■ About this task
For each line of the material, write out an exact copy.

■ Material for this task

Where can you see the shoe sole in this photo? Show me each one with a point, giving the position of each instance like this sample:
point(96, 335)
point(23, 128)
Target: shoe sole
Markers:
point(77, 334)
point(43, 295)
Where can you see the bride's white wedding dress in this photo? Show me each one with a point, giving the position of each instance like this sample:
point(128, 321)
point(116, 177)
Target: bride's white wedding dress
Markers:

■ Result of the task
Where can you see the shoe sole in this photo? Show me each one with a point, giving the position of each instance like this sample:
point(96, 335)
point(23, 128)
Target: shoe sole
Markers:
point(77, 334)
point(43, 295)
Where can you see the bride's white wedding dress in this photo? Show me each one with a point, giving the position of each instance like this sample:
point(128, 321)
point(116, 177)
Target: bride's white wedding dress
Markers:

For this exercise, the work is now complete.